That takes the cake.

But thank you for the education. I always appreciate that, and I am not offended to learn that I frequently use “offensive” terminology.

In fact, if you ever told your children nursery rhymes, you ran the risk of offending anyone whose ancestors lived through the Middle Ages in Europe, since most nursery rhymes and “Mother Goose” stories have origins in the most hideous rituals of torture, illness and other forms of hideous death from those times.

dappled_leaves's avatar

I would avoid using the word “cakewalk” to mean “something easy”, because a cakewalk is part of Jim Crow iconography. It’s similar to making casual reference to Sambo or lawn jockeys or minstrel shows in everyday conversation. We don’t do that, for a good reason.

It’s hard to think of the phrase “piece of cake” the same way, because until today, I would never have made that connection, but I find that discovering it’s origin changes how I think of it. So, I would guess that it will fall out of my vocabulary, much as the word “gypped” has. I don’t feel that such changes are some kind of burden on me. Rather, I think I’ve learned something new, and it changes how I perceive the phrase.
◆ ◆ ◆ ◆ ◆ ◆ ◆
| INSTRUCTIONS FOR THE TASK |
Copy the forum discussion about the word "cakewalk" word for word, from its first line to its last. The records that come next are not needed.

Extracted records
◆ ◆ ◆ ◆ ◆ ◆ ◆
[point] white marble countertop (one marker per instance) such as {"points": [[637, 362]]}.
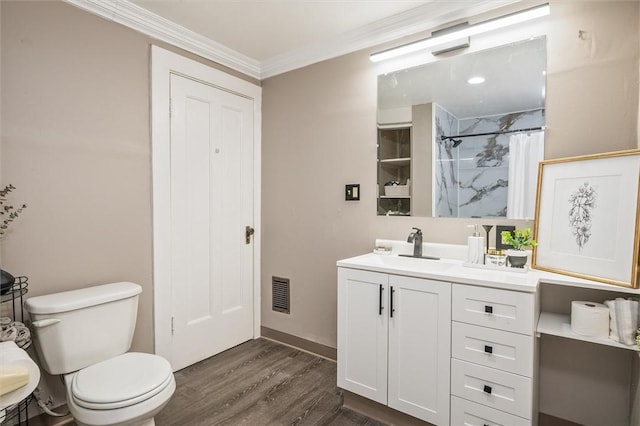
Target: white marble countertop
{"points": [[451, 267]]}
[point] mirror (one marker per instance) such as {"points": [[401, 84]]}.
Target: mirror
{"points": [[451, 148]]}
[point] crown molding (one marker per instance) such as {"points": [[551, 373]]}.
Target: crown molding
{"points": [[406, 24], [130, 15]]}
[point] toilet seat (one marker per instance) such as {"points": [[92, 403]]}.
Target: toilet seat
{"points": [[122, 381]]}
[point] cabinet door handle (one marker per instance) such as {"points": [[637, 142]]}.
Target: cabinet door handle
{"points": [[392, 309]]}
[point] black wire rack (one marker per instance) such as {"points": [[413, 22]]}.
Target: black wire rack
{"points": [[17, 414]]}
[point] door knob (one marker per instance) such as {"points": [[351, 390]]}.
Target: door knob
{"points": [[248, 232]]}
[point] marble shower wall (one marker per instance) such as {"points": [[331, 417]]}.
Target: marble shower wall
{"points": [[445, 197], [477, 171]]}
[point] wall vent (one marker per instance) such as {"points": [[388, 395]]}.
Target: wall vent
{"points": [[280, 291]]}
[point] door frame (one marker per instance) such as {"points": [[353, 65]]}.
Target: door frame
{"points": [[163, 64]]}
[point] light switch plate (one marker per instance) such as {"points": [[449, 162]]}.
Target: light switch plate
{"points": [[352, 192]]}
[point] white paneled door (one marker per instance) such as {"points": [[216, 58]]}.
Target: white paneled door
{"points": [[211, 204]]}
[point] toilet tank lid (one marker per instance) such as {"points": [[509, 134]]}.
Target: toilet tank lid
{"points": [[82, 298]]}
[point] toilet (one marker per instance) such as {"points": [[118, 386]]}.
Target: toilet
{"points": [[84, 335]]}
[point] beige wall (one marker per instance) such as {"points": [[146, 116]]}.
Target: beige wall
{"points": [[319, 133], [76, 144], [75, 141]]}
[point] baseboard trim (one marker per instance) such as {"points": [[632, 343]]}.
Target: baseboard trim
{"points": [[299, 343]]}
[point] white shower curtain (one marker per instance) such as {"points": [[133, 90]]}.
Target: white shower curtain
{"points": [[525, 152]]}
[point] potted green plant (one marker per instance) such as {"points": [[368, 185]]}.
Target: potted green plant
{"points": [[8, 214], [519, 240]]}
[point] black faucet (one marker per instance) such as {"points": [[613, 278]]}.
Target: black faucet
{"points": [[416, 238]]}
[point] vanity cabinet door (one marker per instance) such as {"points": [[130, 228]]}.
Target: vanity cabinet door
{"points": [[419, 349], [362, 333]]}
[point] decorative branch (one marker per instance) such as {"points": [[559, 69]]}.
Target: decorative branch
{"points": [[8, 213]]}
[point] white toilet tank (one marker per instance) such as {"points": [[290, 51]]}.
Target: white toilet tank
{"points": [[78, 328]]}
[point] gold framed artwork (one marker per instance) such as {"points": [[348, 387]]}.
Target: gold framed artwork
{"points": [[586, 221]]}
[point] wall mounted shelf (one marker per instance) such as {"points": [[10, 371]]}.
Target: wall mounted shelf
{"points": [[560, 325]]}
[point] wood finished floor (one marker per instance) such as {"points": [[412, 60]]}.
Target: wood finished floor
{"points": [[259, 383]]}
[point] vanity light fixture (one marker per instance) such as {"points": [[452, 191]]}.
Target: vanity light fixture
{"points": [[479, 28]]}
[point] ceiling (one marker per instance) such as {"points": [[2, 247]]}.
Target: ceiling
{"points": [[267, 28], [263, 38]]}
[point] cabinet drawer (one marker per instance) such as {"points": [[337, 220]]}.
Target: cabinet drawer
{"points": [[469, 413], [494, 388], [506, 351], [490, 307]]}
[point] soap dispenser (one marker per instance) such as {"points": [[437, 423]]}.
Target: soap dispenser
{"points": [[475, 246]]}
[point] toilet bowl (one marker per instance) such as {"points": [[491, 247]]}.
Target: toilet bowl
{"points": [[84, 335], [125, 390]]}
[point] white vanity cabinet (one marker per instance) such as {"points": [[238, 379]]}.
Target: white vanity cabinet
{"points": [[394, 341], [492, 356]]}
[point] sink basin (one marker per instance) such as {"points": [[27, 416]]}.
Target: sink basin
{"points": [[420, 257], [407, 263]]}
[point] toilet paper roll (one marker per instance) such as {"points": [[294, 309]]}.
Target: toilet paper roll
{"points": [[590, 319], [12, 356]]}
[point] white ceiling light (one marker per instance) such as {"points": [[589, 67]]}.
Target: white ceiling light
◆ ◆ ◆ ◆ ◆ ◆ ◆
| FINAL RESULT |
That takes the cake.

But thank you for the education. I always appreciate that, and I am not offended to learn that I frequently use “offensive” terminology.

In fact, if you ever told your children nursery rhymes, you ran the risk of offending anyone whose ancestors lived through the Middle Ages in Europe, since most nursery rhymes and “Mother Goose” stories have origins in the most hideous rituals of torture, illness and other forms of hideous death from those times.

dappled_leaves's avatar

I would avoid using the word “cakewalk” to mean “something easy”, because a cakewalk is part of Jim Crow iconography. It’s similar to making casual reference to Sambo or lawn jockeys or minstrel shows in everyday conversation. We don’t do that, for a good reason.

It’s hard to think of the phrase “piece of cake” the same way, because until today, I would never have made that connection, but I find that discovering it’s origin changes how I think of it. So, I would guess that it will fall out of my vocabulary, much as the word “gypped” has. I don’t feel that such changes are some kind of burden on me. Rather, I think I’ve learned something new, and it changes how I perceive the phrase.